■ **MATERIALS PROVIDED**
___

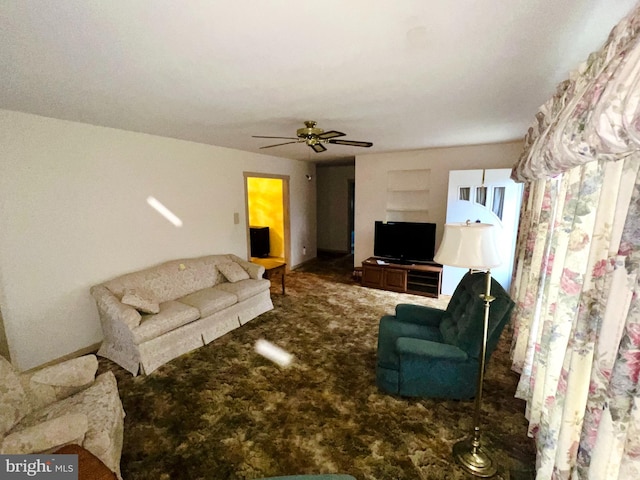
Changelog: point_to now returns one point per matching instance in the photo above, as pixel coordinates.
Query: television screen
(405, 242)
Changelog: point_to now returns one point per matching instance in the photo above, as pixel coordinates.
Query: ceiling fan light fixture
(315, 137)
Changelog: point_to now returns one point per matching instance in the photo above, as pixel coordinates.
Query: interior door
(488, 196)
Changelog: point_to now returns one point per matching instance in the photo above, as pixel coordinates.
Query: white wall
(73, 213)
(333, 206)
(371, 182)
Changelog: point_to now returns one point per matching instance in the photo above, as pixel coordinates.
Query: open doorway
(267, 214)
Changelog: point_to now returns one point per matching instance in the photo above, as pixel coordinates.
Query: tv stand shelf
(419, 279)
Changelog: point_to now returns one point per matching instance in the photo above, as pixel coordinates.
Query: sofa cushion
(245, 288)
(13, 401)
(233, 272)
(209, 300)
(140, 299)
(171, 316)
(173, 279)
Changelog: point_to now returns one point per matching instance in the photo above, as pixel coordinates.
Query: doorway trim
(285, 212)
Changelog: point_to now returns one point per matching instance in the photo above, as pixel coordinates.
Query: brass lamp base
(474, 459)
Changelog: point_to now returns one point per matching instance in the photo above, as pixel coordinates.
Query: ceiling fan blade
(352, 143)
(318, 147)
(278, 144)
(284, 138)
(331, 134)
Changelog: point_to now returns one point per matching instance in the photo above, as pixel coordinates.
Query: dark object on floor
(428, 352)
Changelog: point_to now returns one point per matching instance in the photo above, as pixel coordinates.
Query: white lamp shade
(469, 245)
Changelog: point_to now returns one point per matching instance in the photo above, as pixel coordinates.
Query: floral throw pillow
(233, 272)
(140, 300)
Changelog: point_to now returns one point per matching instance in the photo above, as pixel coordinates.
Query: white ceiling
(404, 75)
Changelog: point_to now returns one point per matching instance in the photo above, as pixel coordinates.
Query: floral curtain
(576, 283)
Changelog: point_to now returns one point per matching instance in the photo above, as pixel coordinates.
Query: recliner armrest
(47, 436)
(55, 382)
(419, 314)
(429, 349)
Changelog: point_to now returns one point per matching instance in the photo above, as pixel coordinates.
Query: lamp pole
(469, 452)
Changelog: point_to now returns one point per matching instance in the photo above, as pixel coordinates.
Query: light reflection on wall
(265, 199)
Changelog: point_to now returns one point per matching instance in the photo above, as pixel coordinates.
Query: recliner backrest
(463, 320)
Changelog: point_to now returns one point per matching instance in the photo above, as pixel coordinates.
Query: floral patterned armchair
(66, 403)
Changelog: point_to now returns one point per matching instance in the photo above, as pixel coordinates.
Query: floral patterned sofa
(63, 404)
(152, 316)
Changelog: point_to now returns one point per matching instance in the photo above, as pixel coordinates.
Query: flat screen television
(405, 242)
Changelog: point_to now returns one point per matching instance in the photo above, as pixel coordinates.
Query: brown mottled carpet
(224, 412)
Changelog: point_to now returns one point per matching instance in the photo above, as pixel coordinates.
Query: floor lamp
(472, 245)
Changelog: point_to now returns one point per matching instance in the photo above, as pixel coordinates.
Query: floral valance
(594, 115)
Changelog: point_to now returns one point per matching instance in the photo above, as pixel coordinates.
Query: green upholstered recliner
(429, 352)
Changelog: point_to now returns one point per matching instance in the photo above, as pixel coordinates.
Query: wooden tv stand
(418, 279)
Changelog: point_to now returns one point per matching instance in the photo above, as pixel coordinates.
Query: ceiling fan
(315, 138)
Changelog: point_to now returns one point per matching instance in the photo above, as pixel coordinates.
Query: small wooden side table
(90, 467)
(272, 268)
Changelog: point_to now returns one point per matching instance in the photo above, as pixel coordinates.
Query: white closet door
(488, 196)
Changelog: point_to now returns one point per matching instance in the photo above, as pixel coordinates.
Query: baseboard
(78, 353)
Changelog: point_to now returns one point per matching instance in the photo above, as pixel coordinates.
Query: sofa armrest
(429, 349)
(112, 309)
(53, 383)
(419, 314)
(254, 270)
(47, 436)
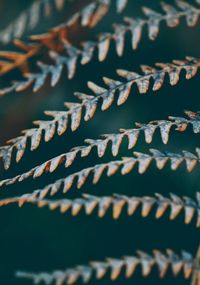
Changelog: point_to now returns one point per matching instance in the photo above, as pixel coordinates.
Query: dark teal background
(33, 239)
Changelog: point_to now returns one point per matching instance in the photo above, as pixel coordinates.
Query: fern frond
(163, 262)
(115, 88)
(134, 26)
(29, 19)
(117, 203)
(126, 164)
(90, 15)
(116, 140)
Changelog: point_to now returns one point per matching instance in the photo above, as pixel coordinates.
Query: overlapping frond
(101, 145)
(117, 203)
(115, 267)
(27, 20)
(72, 54)
(88, 16)
(126, 165)
(62, 120)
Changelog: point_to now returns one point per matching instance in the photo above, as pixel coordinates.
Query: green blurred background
(33, 239)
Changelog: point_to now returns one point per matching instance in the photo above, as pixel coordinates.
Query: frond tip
(101, 145)
(117, 203)
(126, 165)
(88, 103)
(163, 262)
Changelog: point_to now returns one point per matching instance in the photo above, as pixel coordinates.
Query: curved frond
(62, 120)
(134, 26)
(90, 15)
(126, 165)
(101, 145)
(115, 267)
(117, 203)
(29, 18)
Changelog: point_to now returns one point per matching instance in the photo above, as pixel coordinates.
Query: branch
(62, 120)
(117, 203)
(101, 145)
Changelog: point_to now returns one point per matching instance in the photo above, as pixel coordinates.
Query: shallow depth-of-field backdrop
(33, 239)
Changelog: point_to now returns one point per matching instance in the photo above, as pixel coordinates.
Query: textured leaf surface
(172, 18)
(88, 104)
(126, 165)
(101, 145)
(118, 203)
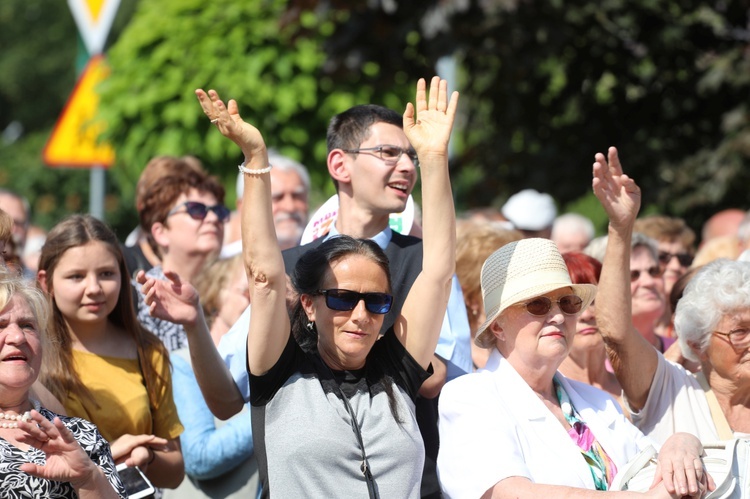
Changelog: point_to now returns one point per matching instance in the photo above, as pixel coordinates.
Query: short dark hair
(312, 268)
(349, 129)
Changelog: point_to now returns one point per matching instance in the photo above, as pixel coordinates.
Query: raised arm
(269, 322)
(177, 301)
(633, 358)
(429, 131)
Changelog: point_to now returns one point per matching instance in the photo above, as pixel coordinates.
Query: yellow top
(119, 390)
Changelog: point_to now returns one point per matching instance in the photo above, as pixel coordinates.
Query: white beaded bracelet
(251, 171)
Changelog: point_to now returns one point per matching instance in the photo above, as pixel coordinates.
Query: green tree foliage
(544, 85)
(549, 83)
(268, 55)
(38, 67)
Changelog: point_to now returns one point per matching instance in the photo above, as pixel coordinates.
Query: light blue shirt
(209, 450)
(454, 344)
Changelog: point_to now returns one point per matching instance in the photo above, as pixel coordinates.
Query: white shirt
(676, 402)
(494, 426)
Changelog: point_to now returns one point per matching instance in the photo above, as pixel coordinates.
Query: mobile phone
(136, 484)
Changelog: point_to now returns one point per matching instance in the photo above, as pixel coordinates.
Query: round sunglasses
(654, 272)
(540, 306)
(685, 259)
(199, 211)
(344, 300)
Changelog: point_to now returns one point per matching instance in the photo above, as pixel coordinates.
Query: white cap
(530, 210)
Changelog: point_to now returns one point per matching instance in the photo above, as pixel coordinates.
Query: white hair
(573, 223)
(719, 288)
(283, 163)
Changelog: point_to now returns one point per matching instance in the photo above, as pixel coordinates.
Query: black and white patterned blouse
(15, 484)
(172, 335)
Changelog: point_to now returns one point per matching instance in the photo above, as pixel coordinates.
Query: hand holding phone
(137, 485)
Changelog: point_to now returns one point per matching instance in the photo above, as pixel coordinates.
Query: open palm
(619, 195)
(430, 130)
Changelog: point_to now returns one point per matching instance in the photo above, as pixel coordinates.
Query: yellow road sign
(94, 19)
(74, 139)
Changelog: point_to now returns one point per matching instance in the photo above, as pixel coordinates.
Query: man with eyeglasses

___

■ **EXERCISE PROMPT**
Reproduce the records above exactly, leaving out every picture they contain.

■ **SOLUTION TO THIS EXERCISE**
Changelog: point_to now returns one point per matching instance in the photo above, as pixel coordinates.
Query: television screen
(405, 242)
Changelog: point_to now returns one point per matching instance in the photo above, as pixel coordinates.
Query: ceiling fan light fixture
(315, 137)
Changelog: point_to now returns one point per matching instance in the photo above, as pixel coordinates.
Query: interior door
(488, 196)
Changelog: point_to now returns one point per matching instance in the photo above, as pixel coordinates.
Query: white wall
(73, 213)
(333, 206)
(371, 182)
Changelog: point_to now returns one point per matching instance in the photo above, as pixel coordinates.
Query: open doorway
(267, 214)
Changelog: point_to now returns one point per matching instance in the photo above, as pixel coordinates.
Query: tv stand shelf
(419, 279)
Changelog: point_to now returns one point per matching instance in the photo above, as pixel coordinates.
Query: sofa cushion
(245, 288)
(13, 401)
(233, 272)
(209, 300)
(140, 299)
(171, 316)
(173, 279)
Changelog: point_to now returns one point per matching instance in the photo above, as pixel coordinates.
Query: doorway trim
(285, 212)
Changelog: point_to now returns one point per matching instance in the photo above, as pixel coordinates.
Query: brass lamp base
(474, 459)
Changelog: point_to now returns one point per matching instance in the photo above, as pixel coordinates.
Query: ceiling fan blade
(352, 143)
(318, 147)
(278, 144)
(284, 138)
(331, 134)
Changelog: point_to now returns one point per matching instance in the photo above, as pixel coordinates.
Query: dark object on floor
(428, 352)
Changelog: point_to now returns one point per matching instance in the photo above, as pixel coordinates.
Query: white lamp shade
(469, 245)
Changelog: point_to now returns one point per matching instance in the photo above, as pixel coordinates.
Query: floral throw pillow
(233, 272)
(140, 300)
Changelog: point_to now returns one point per matching instance in the photo above, as pixel coordinates.
Query: white ceiling
(404, 75)
Changelog: point_to now returns one point per matching instance in the photo above, as pixel coordinates.
Query: floral curtain
(576, 283)
Changelog: point_to now returns one point per matching instance in the photo above, as pixel coordinates.
Query: recliner armrest
(47, 436)
(55, 382)
(419, 314)
(429, 349)
Changelog: point_to now returns one point per matching instance in the photo above, as pixel coordinates.
Query: lamp pole
(469, 452)
Changelog: point_to now returns one point per matching instance in the photo above, as pixel coordinates.
Query: light reflection on wall
(265, 199)
Changelog: point_to now returns one point per matching instance in the photo above, as pixel coordinates.
Query: recliner backrest
(463, 320)
Changelog: point_to now returns one point per matching instance in the photo above, as pixel coordinates.
Query: floral patterned armchair
(66, 403)
Changelog: point_to now returns one point per matching instance in the photo above, as pixel coordinates.
Query: floral patterned sofa
(63, 404)
(152, 316)
Changelog: point_to now returns one point per matching instance in the photo above, as pixel coordinates.
Query: flat screen television
(405, 242)
Changelog: point_to now returns one point per matching instance in the photo above, as pixel coordinates.
Query: brown mottled carpet
(224, 412)
Changelog: point_to now returns one point per matching instance in the photo above, as pixel coordinates.
Query: floor lamp
(472, 245)
Changelog: point_to now returns one point per matching instance in the photo above, as pixel coordinates.
Query: floral valance
(594, 115)
Changelog: point_to now returns one point per matching instance in the photo above, as pixel coordinates.
Query: green upholstered recliner
(429, 352)
Changelog: point_to now returns one point per matching instance in the photo above, as pixel coordinates.
Query: wooden tv stand
(418, 279)
Changelog: point_to now returns one point per matching instance in the photo above, as pixel coordinates.
Query: ceiling fan
(315, 138)
Changelog: point_to now returns one point per matching instance in the photo above, as pixel coordinates.
Query: small wooden side table
(90, 467)
(272, 268)
Changelog: point_to now returns one point per matching instance in the photo above, as pixel coordinates.
Query: white closet door
(488, 196)
Changelog: point_to now returns one point per matching instance in the photo above, as pixel coordinates.
Query: baseboard
(78, 353)
Changelog: point_to now returns one point per matching instance in the photo above, as pixel coordinates.
Query: sofa armrest
(429, 349)
(112, 309)
(53, 383)
(419, 314)
(254, 270)
(47, 436)
Changelog: point_to now returns one point per matching instance in the photo above, as pixel coordinates.
Query: dark teal background
(33, 239)
Changelog: point_to now returns one point per matching instance in the photo above, as pixel coordinates.
Query: fern frond
(163, 262)
(115, 88)
(134, 26)
(29, 19)
(117, 203)
(126, 164)
(90, 15)
(116, 140)
Changelog: point_to now returns one point per matching instance in the photo above, as pixel coordinates.
Query: overlapping frond
(101, 145)
(117, 203)
(115, 267)
(27, 20)
(72, 54)
(88, 16)
(126, 165)
(62, 120)
Changelog: point_to now returns one point per matching instance in the photo above, as pixel coordinates.
Query: green blurred background
(33, 239)
Changelog: point_to now returns one point per matching instance in the photo above, as pixel coordinates.
Query: frond tip
(101, 145)
(117, 203)
(126, 165)
(88, 103)
(163, 262)
Changelog: point_to now returns one point per matching instance in the photo above, as pixel coordinates.
Query: curved frond
(62, 120)
(134, 26)
(90, 15)
(126, 165)
(101, 145)
(115, 267)
(117, 203)
(29, 18)
Changelog: point_to now returns one point per matching instance in the photo above, as pixel coordinates.
Query: branch
(62, 120)
(117, 203)
(101, 145)
Changelog: point_to now returns one point per matching instance in the photo above, as pixel coordinates.
Query: shallow depth-of-field backdrop
(33, 239)
Changelog: point_to now returns one point per matching instance in the photo above, as pixel coordinates.
Query: textured leaf surface
(172, 18)
(88, 104)
(126, 165)
(101, 145)
(118, 203)
Changelog: point_to now returns one point per matching instance in the photo above, as pixel coordinates.
Query: short dark hair
(312, 268)
(349, 129)
Changelog: point_to now returns one point per matching instance in the photo above, as pixel coordinates.
Query: raised arm
(269, 322)
(177, 301)
(633, 358)
(429, 131)
Changelog: point_to now returns one point per matching instance in the photo above, as pixel coordinates.
Query: yellow top
(119, 390)
Changelog: point_to now returns one point per matching instance in the photo above, as pixel coordinates.
Query: white beaded bracelet
(251, 171)
Changelog: point_to now returns one point per matching instance in the photo above, as pixel coordinates.
Query: green tree foliage
(544, 85)
(549, 83)
(268, 55)
(38, 67)
Changelog: point_to now returns one point per matching instance in the photo above, as pixel coordinates.
Query: light blue shirt
(209, 450)
(454, 344)
Changelog: point_to now returns one point per matching instance in the photo above, as pixel coordinates.
Query: white shirt
(676, 402)
(494, 426)
Changelog: point_to now returns one point per matching instance in the photo above, as pixel coordinates.
Query: mobile phone
(136, 484)
Changelog: point_to now returns one point per matching instance in the photo above, as pixel coordinates.
Query: round sunglasses
(654, 272)
(540, 306)
(685, 259)
(199, 211)
(344, 300)
Changelog: point_to now returns one point per matching instance in the photo above, as pixel coordinates.
Query: white cap
(530, 210)
Changelog: point_to now returns one point per matching instance in the photo above, as pixel coordinates.
Query: white hair
(573, 223)
(719, 288)
(283, 163)
Changelog: point_to now returns one point per matching instance in the photo above, as pixel coordinates.
Query: black and white patterned blouse
(15, 484)
(172, 335)
Changelog: point_to now returns one point per matching instance in the photo above, as pixel coordinates.
Query: hand holding phone
(137, 485)
Changelog: point_to now returns one point per matching instance in the photo above, as pixel coordinates.
Query: open palm
(619, 195)
(430, 130)
Changelog: point_to now returns one point per matching instance in the photo above, as pixel coordinates.
Query: yellow road sign
(94, 19)
(74, 139)
Changelog: point_to now returns one point per matching instance in the photo above, as pixel coordinates.
Query: man with eyeglasses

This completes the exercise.